**INFORMATION SHOWN:**
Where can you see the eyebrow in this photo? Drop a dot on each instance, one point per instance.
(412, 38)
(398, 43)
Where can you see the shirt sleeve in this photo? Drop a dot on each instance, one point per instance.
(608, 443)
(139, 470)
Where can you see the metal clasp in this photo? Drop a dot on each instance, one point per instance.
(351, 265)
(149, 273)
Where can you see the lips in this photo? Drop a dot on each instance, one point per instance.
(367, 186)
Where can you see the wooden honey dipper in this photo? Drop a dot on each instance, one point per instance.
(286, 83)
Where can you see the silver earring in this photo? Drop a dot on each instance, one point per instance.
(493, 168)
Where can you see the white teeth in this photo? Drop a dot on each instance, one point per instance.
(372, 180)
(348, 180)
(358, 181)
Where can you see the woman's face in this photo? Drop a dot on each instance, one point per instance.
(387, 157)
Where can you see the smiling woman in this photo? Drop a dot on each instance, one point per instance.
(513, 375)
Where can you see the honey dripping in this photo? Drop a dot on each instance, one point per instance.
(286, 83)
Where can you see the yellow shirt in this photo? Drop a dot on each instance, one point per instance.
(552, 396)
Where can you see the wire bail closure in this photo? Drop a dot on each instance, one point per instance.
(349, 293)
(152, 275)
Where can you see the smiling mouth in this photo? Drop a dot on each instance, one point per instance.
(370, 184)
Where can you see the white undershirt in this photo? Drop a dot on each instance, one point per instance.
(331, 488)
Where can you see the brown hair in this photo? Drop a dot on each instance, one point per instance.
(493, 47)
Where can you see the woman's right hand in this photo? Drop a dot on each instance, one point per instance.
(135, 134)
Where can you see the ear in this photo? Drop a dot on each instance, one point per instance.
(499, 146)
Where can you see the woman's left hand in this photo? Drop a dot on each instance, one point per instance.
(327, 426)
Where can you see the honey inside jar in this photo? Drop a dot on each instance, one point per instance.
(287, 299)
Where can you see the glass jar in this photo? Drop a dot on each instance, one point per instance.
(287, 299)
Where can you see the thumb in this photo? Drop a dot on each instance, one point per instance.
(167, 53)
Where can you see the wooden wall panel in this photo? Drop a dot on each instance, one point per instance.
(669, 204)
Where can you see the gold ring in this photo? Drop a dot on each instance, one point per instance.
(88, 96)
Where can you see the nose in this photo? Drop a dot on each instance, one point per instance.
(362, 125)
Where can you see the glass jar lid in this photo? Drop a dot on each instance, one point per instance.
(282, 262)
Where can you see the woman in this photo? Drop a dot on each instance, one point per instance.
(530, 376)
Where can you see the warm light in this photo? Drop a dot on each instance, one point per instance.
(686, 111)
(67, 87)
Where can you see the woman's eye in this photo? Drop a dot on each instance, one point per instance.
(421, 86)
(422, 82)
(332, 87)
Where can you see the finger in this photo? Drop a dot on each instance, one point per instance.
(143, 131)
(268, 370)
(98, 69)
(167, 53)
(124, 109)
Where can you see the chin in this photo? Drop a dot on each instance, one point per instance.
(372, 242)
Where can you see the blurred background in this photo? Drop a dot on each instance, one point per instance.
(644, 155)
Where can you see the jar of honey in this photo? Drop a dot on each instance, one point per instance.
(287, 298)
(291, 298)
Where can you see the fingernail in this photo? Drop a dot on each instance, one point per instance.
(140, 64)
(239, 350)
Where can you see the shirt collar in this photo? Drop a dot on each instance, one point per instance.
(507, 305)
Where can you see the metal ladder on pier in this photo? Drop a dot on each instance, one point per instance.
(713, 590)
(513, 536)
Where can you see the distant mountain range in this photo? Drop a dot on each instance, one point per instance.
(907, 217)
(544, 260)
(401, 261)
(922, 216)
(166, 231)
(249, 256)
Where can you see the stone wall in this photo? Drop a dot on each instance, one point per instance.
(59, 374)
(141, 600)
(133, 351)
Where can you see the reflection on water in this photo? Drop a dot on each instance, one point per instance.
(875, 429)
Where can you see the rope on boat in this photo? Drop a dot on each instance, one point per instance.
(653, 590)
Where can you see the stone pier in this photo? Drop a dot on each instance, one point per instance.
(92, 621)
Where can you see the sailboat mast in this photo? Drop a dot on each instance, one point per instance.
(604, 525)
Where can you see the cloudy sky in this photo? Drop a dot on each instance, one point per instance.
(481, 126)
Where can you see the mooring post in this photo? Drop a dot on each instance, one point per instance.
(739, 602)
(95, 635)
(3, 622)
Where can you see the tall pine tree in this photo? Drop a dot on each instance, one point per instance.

**THE TASK:**
Write out all the entries once more, exactly.

**TASK OUTPUT:**
Where can you see the eyebrow in this photo? Drop a dot on each instance, one point per instance.
(412, 38)
(398, 43)
Where can you see the shirt sleeve in this photo? Drop a dot on each instance, one point per instance.
(608, 443)
(139, 470)
Where can you see the metal clasp in this photo? Drop a dot on each instance, one point per instance.
(351, 265)
(149, 273)
Where can you see the lips in this photo? Drop a dot on each instance, one point per instance.
(367, 186)
Where can you see the wooden honey dipper in this photo? Drop a dot on each instance, one point per instance.
(286, 83)
Where can you see the silver earring in this photo? Drop a dot on each instance, one point per instance.
(493, 168)
Where can you see the white teeth in this photo? Drop a dot on each instance, one point per instance.
(372, 180)
(348, 180)
(358, 181)
Where can you see the woman's face in this photo? Drop a dot on each instance, one point per instance.
(387, 157)
Where can you see the smiling woman in this photo? Drop a dot on each instance, one point per instance.
(513, 375)
Where can you see the honey dripping in this photo? Drop a dot on each instance, one point per instance.
(286, 83)
Where can you see the yellow shirt in this photo? Drop a dot on each instance, one point per instance.
(552, 396)
Where can you see the wire bail closure in this photo? Drop a dot on each instance, one point per instance.
(349, 293)
(152, 275)
Where can you see the smiling mouth in this photo? Drop a dot on each instance, one point per instance.
(370, 184)
Where can you see the white undershirt in this photo? Drop a dot on each instance, one point per instance.
(331, 488)
Where can you see the brown hair in this photo? Drop a dot on each instance, one point per instance.
(493, 47)
Where can you see the woman's right hand in this photo? Drop a dot on each instance, one point per instance.
(135, 134)
Where can you see the ear in this photo? Drop a dot on each instance, one point per instance.
(499, 146)
Where can you see the woman's left hand in this photo? Drop a dot on each instance, one point per instance.
(327, 426)
Where can you see the honey inside jar in this photo? Drop a dot on each instance, one point per instance.
(287, 299)
Where can you see the glass jar in this photo? Drop a dot on each instance, one point per instance.
(287, 299)
Where can you see the thumb in this photo? Drop a dot on each instance, one point per instance.
(167, 53)
Where can you see the wooden wall panel in this photo? Drop a dot on each instance, one point per instance.
(669, 204)
Where can you see the gold ring in this photo? Drop a dot on each instance, one point per instance.
(88, 96)
Where can you see the nose in this photo? Drop a dot on each instance, one point per instance.
(362, 125)
Where can you see the glass jar lid in this photo? Drop a dot on each instance, one point per instance.
(282, 262)
Where can you see the woman in this photo? Drop a dot on each instance, one point per instance.
(530, 376)
Where can you see the warm light in this photo? Drop a dot on each instance, one point per instance.
(686, 111)
(67, 87)
Where can you see the woman's eye in this photo? Drop a dot on each instance, one point per instance.
(421, 86)
(422, 82)
(332, 87)
Where can you see the finger in this photo? Drop a dot on each instance, one point per instance.
(143, 131)
(268, 370)
(98, 69)
(167, 53)
(124, 109)
Where can you see the chin in this photo? Drop a dot on each instance, one point per instance.
(372, 242)
Where can you see the blurred background in this photo? Drop a dot on each instance, one point per instance.
(644, 155)
Where can you see the jar of honey in this photo? Drop a dot on each instance, one point per instance.
(287, 298)
(291, 298)
Where can you see the fingernail in this photo? Drop a dot on each instance, one point per instance.
(140, 64)
(239, 350)
Where can you see the shirt collar in this photo? Drop a dot on each instance, one point per instance.
(507, 305)
Where can you see the metal ladder on pier in this photo? Drop a dot on each instance, one point per instance.
(713, 590)
(513, 536)
Where can you see the distant mountain range in this photo? Drop a dot on each instance, one point per instance.
(907, 217)
(544, 260)
(401, 261)
(922, 216)
(166, 231)
(249, 256)
Where can you see the stone wall in this photo? Drop a dot on each instance, one point per instance.
(59, 374)
(141, 600)
(133, 351)
Where can you see the reflection on water in this photo? Drop a dot on each instance, one point per instance.
(875, 429)
Where can you see the rope on boat in this photo? Drop a dot on each instance, one point per instance.
(653, 590)
Where can you see the stone pier in this photo? Drop a dot on each instance, one point per instance.
(92, 621)
Where can you see the sailboat mast in this photo? Drop a dot on each instance, one point per instance.
(604, 525)
Where can you see the cloudy sky in this photo? Drop a dot on each instance, one point per instance.
(481, 126)
Where can you see the mooring post in this photo? Drop a dot on each instance, one point per instance.
(739, 602)
(95, 635)
(3, 622)
Where can you see the tall pine tree in this photo? Drop a dot on each instance, one point per instance.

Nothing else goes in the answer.